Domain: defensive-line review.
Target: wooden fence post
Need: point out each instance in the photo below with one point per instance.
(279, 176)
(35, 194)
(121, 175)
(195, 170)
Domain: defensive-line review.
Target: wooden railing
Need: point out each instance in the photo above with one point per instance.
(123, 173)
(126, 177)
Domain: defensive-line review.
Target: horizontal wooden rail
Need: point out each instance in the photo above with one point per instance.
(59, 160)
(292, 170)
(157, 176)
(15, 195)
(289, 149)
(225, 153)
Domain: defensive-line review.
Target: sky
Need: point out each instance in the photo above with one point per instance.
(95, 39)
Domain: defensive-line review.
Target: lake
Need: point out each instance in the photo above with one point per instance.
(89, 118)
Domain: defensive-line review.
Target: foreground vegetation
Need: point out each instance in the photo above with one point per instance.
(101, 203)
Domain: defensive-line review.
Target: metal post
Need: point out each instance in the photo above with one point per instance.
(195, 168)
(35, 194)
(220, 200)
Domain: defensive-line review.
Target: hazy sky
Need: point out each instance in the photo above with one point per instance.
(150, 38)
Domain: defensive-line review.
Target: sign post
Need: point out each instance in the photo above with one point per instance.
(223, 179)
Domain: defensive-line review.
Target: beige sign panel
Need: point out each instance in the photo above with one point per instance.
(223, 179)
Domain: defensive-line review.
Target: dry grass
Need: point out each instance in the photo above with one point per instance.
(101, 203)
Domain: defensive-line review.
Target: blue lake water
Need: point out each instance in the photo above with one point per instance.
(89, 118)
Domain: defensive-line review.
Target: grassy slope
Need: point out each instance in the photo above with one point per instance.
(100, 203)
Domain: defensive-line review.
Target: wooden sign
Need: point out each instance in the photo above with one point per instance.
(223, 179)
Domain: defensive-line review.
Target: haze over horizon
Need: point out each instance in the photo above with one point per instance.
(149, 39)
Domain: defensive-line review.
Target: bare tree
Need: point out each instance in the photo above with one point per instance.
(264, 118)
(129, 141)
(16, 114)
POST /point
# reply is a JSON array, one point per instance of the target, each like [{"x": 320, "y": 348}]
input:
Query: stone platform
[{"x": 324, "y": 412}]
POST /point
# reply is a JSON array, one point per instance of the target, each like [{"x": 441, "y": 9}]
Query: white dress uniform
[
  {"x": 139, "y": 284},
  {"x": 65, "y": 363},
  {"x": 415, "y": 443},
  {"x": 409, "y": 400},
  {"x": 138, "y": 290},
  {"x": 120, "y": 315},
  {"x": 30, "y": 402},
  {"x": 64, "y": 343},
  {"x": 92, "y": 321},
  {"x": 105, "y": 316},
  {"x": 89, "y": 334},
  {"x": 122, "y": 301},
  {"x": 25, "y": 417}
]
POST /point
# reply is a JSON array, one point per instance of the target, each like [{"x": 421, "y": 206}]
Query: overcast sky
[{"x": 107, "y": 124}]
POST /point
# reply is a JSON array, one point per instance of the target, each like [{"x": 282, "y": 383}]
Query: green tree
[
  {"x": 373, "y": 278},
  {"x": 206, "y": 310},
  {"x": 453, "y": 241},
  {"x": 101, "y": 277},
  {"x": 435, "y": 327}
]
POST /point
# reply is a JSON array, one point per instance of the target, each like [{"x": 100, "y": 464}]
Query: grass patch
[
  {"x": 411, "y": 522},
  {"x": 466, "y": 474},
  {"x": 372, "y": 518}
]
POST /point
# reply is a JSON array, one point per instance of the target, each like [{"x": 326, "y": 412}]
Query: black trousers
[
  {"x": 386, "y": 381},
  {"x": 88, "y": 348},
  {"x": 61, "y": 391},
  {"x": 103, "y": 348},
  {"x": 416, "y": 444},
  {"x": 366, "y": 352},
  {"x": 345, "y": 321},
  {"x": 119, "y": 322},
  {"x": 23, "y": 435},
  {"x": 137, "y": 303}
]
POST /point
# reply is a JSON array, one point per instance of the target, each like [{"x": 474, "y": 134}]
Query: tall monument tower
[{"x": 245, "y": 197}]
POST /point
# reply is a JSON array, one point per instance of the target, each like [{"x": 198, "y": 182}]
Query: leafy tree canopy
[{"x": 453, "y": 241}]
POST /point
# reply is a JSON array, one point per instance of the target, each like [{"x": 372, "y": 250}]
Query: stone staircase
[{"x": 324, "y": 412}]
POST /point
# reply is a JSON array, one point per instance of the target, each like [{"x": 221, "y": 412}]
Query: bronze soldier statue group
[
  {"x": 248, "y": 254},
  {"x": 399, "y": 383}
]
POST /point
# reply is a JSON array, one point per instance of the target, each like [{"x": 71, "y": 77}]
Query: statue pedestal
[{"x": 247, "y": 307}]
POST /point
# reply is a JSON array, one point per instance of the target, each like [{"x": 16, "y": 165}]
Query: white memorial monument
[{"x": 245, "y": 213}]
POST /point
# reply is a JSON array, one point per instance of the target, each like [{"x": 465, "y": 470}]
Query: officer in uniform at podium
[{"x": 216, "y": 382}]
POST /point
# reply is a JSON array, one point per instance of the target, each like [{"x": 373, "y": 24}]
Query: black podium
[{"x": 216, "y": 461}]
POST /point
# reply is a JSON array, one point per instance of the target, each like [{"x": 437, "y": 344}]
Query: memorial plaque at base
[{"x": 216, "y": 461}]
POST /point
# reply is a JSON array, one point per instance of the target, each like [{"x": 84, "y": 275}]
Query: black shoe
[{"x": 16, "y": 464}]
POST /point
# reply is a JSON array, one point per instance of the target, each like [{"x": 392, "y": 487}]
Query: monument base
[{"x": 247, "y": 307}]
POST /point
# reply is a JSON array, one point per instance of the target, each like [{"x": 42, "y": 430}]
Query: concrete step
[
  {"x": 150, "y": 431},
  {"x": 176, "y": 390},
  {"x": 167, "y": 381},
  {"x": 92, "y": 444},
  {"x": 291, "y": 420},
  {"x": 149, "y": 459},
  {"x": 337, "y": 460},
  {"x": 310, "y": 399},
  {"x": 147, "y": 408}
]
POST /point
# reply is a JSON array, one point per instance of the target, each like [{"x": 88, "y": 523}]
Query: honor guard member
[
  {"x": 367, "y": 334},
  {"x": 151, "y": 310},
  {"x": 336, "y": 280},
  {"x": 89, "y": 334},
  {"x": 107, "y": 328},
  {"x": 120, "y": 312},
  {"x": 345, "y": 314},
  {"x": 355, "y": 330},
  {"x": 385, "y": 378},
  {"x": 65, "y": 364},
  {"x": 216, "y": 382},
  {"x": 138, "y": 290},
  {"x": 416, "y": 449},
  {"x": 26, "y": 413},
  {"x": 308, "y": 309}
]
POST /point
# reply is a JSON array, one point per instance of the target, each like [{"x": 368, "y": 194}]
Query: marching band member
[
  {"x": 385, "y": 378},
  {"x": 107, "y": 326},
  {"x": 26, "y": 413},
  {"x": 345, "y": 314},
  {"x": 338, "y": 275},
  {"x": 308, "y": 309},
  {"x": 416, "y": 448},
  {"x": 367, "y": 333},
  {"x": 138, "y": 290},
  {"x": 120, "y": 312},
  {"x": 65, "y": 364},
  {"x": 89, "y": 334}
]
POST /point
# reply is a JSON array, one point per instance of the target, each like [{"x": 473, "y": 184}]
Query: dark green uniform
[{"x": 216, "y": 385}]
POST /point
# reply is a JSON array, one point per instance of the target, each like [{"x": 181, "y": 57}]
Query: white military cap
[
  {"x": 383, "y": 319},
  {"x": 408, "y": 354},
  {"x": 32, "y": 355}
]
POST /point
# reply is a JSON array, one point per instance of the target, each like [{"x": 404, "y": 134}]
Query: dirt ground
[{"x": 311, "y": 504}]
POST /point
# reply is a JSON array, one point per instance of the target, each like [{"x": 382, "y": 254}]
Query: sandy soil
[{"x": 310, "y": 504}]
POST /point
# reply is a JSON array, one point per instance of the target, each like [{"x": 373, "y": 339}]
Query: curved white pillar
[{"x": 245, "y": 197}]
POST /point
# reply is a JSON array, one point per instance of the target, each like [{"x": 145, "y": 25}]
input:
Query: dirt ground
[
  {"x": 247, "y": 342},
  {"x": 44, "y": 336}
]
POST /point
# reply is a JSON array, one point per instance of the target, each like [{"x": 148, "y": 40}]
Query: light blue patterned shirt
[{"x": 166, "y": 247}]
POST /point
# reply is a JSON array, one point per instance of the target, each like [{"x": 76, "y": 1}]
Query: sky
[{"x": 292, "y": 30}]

---*---

PROBLEM TO WORK ON: Your answer must be the data above, copied exactly from its first line through the line containing "Target: wooden railing", and nothing more.

RESPONSE:
Domain: defensive-line review.
Target: wooden fence post
Need: point out each instance in the photo below with one point per instance.
(279, 176)
(35, 194)
(121, 175)
(195, 170)
Domain: defensive-line review.
Target: wooden railing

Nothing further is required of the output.